What follows is data; output all of it exactly as given.

═════ Task inputs

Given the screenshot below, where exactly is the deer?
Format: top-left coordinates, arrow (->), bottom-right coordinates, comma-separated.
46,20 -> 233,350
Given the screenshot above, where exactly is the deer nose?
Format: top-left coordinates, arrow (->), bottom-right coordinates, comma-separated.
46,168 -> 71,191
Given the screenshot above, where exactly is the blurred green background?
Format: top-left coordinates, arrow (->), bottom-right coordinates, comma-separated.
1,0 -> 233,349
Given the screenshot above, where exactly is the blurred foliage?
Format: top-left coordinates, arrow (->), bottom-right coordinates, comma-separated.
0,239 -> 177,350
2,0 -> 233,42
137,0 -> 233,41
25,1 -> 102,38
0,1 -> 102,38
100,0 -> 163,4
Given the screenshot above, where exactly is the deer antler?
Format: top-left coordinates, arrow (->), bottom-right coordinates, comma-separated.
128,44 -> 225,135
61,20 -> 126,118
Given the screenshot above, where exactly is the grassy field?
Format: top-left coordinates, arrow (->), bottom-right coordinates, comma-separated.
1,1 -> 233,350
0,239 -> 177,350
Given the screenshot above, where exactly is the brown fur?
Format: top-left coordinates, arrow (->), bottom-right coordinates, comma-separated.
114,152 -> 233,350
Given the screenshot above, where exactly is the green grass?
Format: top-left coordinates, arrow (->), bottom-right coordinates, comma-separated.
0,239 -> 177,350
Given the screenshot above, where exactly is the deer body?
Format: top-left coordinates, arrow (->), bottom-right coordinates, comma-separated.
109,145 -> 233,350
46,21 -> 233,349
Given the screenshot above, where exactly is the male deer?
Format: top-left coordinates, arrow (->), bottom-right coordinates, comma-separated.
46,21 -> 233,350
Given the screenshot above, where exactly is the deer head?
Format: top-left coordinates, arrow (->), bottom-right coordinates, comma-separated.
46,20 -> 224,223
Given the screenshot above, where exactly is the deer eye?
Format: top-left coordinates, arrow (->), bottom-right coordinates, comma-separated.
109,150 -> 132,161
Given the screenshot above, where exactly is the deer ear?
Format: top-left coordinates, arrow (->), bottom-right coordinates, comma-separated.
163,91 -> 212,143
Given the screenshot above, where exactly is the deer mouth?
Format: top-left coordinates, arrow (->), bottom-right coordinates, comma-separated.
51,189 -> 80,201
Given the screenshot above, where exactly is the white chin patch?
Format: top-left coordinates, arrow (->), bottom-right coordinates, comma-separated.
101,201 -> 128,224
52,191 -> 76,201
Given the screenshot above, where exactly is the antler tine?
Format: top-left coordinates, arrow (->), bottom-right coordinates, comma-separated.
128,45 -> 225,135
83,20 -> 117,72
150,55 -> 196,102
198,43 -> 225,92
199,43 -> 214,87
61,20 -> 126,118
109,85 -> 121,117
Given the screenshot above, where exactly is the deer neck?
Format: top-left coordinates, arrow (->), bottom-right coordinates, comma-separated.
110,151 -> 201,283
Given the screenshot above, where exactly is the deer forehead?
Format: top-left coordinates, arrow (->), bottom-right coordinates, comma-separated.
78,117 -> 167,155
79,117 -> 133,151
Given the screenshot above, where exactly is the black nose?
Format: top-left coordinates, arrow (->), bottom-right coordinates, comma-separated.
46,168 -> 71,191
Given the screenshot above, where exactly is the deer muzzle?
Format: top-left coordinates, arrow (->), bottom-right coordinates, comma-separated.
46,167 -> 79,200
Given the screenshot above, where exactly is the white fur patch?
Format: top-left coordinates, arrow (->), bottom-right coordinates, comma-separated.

══════════

■ **Output**:
Given the screenshot below, where exactly is the deer?
Format: top-left coordinates, arrow (->), bottom-right coordinates, comma-separated.
46,20 -> 233,350
Given the screenshot above, where exactly is the deer nose?
Format: top-left coordinates, arrow (->), bottom-right coordinates, comma-separated.
46,168 -> 71,191
Given the screenshot above, where exactly is the blurred green background?
Format: top-left coordinates, arrow (->), bottom-right coordinates, comma-separated.
1,0 -> 233,349
Given the screenshot above, where exactly is the blurred foliage?
Format: top-left coordinates, arrow (->), bottom-right coordinates, comma-separated.
0,239 -> 177,350
2,0 -> 233,42
137,0 -> 233,41
25,1 -> 102,38
0,1 -> 102,38
100,0 -> 163,4
Given the screenshot above, where exactly is the deer antler?
Format: top-left coordinates, arrow (->), bottom-right coordinates, comma-separated.
128,44 -> 225,135
61,20 -> 126,118
Given the screenshot above, where exactly is the grassy field?
Format: top-left coordinates, arrow (->), bottom-right coordinates, comma-separated.
1,1 -> 233,350
0,239 -> 177,350
Given the screenshot above, where exactly is the brown fur?
Format: top-left coordinates, arrow (->), bottom-right coordinates, comma-separated.
114,152 -> 233,350
Given the screenshot above, where exactly is the green grass?
Format: top-left coordinates, arrow (->), bottom-right coordinates, comma-separated.
0,239 -> 177,350
Given the screenshot above, where exactly is the deer body?
Format: top-left coordinates, arrow (->), bottom-right coordinates, comma-separated.
109,145 -> 233,350
46,21 -> 233,349
Given the screenshot above, where exactly is the male deer?
Format: top-left coordinates, arrow (->), bottom-right coordinates, comma-separated.
46,21 -> 233,350
Given the screenshot above, where exactly is the deer head?
Format: top-left coordinates, arrow (->), bottom-right coordinates, comma-separated.
46,20 -> 224,223
Given the screenshot above, where exactly is the deer eye?
Format: top-left coordinates, arrow (->), bottom-right coordinates, comma-separated.
109,150 -> 132,161
Given the screenshot above, where exactly is the deer ear?
Format: top-left coordinates, arrow (->), bottom-right coordinates, comma-separated.
163,91 -> 212,143
Given the screenshot above, where exactly is the deer mouth?
Format: top-left coordinates, arrow (->), bottom-right coordinates, comma-separated.
51,189 -> 80,201
Given the screenshot above, where exactly is the white chin patch?
Format: top-left coordinates, arrow (->), bottom-right coordinates, comma-separated.
101,201 -> 128,224
52,191 -> 76,201
Given the screenshot above, where exactly is the antler tine?
Format: top-left coordinates, arrow (->), bottom-right coordinates, comma-separated.
128,45 -> 225,135
83,20 -> 117,72
150,55 -> 196,102
198,43 -> 225,92
199,43 -> 214,87
61,20 -> 126,118
109,85 -> 121,117
Given the screenshot above, where exactly is the deer neck?
Format: top-left coordinates, arrow (->), bottom-right coordinates, comma-separated.
110,151 -> 201,283
Given the screenshot above, where exactly is the deer forehead?
Format: top-left coordinates, arrow (->), bottom-right coordinates, comma-separated.
78,117 -> 167,155
79,117 -> 133,151
Given the screenshot above, where exactly is the black nose?
Format: top-left coordinates, arrow (->), bottom-right coordinates, comma-separated.
46,168 -> 71,191
Given the screenshot above, where exactly is the deer muzzle?
Format: top-left coordinates, arrow (->), bottom-right coordinates, comma-separated.
46,167 -> 79,200
Given the screenshot above, where exactly is the white fur patch?
Format: top-left coordinates, arrow (->), bottom-right coordinates, comma-separated.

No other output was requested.